━━━ Исходный текст ━━━

И все же Конторно хотел убедиться в том, что его не обманывают, что все, о чем пишут газеты мира, – правда. Он привык никому не верить после стольких потерь и теперь требовал, чтобы последний человек, которому он доверял полностью, подтвердил ему сам, что он может говорить свободно. Полиция пошла ему навстречу, и погожим осенним днем вереница бронированных автомобилей направилась в окрестности Рима, к дому, больше напоминающему крепость перед осадой. Сальваторе Конторно провели в комнату, где он увидел Томмазо Бускетту, безупречно одетого, но немного более бледного, чем обычно. Здесь же дежурили несколько следователей и полицейских.
«Я не стану говорить при свидетелях», – решительно заявил Кориолан, и в его зеленых глазах блеснула сталь. Не решившись противоречить ему, стражи порядка покинули комнату. И только теперь Томмазо Бускетта сделал незаметный приглашающий знак рукой. Казалось, он с трудом сдерживает необычайное волнение. Опустив голову, Конторно медленно приблизился к Бускетте и опустился перед ним на колени. Он поцеловал его руку и, уткнувшись в нее, разрыдался, как ребенок.

━━━ Исходные материалы ━━━

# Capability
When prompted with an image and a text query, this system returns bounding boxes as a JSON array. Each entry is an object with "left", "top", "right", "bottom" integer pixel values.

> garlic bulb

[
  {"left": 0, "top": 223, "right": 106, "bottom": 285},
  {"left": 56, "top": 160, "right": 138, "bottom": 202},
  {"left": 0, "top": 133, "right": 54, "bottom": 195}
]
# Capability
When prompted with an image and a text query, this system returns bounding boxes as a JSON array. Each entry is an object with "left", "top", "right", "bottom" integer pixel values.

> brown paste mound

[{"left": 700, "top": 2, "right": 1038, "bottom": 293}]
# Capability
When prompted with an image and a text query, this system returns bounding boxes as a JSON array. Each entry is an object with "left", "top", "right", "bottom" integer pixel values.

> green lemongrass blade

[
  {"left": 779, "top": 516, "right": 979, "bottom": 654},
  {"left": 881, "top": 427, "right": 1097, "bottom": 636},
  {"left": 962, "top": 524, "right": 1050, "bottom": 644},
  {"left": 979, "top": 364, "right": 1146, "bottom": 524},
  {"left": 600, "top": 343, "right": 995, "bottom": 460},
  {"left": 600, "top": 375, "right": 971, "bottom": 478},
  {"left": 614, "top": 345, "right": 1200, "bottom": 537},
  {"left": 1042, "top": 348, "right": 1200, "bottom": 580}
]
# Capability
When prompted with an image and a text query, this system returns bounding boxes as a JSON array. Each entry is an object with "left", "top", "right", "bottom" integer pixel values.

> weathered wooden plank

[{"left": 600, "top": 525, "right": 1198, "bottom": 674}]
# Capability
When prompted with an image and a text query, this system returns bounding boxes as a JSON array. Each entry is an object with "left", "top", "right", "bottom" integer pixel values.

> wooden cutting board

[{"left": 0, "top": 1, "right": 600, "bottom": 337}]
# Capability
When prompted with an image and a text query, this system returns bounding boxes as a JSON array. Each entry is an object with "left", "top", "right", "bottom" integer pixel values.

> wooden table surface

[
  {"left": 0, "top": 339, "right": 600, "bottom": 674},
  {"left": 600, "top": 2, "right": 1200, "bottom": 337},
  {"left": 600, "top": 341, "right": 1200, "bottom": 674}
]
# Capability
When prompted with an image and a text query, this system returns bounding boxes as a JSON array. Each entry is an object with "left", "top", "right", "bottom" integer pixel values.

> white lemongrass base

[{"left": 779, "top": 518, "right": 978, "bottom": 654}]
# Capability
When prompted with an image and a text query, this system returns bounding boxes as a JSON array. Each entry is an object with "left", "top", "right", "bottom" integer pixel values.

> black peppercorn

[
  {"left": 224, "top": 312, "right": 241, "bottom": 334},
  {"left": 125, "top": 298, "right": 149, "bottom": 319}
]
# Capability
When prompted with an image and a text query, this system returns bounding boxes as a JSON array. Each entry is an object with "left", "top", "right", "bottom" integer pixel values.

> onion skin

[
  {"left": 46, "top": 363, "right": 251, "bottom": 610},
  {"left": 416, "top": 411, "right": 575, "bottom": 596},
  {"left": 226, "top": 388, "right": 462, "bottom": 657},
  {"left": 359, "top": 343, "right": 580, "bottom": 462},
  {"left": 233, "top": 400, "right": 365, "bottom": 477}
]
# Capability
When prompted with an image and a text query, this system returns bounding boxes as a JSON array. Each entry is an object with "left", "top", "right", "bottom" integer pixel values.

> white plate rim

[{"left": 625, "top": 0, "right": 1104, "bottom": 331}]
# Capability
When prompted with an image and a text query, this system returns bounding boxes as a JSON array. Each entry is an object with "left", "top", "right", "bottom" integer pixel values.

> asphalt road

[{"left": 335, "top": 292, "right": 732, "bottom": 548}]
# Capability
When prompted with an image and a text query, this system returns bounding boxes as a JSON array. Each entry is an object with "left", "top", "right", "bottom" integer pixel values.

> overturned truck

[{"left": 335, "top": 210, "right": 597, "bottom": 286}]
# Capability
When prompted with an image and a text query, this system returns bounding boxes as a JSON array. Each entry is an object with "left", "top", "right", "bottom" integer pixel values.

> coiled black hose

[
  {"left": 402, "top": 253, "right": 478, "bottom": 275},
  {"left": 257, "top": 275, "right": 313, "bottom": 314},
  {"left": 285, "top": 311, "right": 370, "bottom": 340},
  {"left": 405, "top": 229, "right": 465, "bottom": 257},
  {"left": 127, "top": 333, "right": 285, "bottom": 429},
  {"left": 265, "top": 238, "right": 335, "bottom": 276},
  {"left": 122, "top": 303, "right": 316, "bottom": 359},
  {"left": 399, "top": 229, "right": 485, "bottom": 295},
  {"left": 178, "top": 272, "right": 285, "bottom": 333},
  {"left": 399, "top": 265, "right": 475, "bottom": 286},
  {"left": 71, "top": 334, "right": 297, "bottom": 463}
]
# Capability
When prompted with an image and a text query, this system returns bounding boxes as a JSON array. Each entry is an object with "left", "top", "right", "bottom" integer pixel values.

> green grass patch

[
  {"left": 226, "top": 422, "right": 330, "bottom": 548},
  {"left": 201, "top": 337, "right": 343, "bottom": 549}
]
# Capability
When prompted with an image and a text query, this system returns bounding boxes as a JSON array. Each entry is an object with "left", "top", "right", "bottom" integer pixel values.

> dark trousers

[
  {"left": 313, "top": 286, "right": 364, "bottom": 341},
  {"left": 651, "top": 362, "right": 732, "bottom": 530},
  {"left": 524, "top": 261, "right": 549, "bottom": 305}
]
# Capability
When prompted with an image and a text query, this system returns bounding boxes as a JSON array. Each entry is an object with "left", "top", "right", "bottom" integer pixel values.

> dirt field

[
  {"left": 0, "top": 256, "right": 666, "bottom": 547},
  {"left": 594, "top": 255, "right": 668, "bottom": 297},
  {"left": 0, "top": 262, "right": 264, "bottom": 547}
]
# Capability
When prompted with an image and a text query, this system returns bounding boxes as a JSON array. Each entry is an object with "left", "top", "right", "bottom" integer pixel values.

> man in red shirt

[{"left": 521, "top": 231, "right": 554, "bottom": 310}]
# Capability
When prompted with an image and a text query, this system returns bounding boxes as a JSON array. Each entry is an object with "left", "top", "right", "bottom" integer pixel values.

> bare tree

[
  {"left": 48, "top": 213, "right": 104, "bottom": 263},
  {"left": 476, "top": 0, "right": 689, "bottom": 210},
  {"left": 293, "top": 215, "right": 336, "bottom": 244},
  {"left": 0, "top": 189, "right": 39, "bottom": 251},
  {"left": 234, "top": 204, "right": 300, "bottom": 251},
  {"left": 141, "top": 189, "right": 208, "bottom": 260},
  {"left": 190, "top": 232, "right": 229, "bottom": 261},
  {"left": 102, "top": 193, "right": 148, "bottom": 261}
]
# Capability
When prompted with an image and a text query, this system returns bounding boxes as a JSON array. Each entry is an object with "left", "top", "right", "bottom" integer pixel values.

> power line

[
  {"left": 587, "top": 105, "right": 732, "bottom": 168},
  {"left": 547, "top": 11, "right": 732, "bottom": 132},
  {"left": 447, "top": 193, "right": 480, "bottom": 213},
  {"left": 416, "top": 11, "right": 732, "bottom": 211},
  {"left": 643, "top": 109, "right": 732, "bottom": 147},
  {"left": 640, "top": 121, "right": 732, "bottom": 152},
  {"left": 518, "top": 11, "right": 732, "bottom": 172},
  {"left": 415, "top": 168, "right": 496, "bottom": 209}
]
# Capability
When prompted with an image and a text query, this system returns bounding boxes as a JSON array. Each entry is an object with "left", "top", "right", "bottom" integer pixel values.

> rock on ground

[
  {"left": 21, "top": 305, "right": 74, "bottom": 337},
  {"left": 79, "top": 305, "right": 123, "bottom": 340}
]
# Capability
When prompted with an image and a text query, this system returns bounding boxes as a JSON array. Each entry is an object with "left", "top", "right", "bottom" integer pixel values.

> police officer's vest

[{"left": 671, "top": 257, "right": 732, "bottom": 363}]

━━━

# [Письменное задание]
Объясните в одном–трех предложениях, почему в исходном тексте Конторно потребовал, чтобы именно Бускетта сам подтвердил ему, что можно говорить свободно.

# [Решение задания]
После стольких потерь Конторно привык никому не верить и хотел убедиться, что его не обманывают и что все, о чем пишут газеты мира, правда. Подтверждения он ждал от Бускетты, потому что это был последний человек, которому он полностью доверял.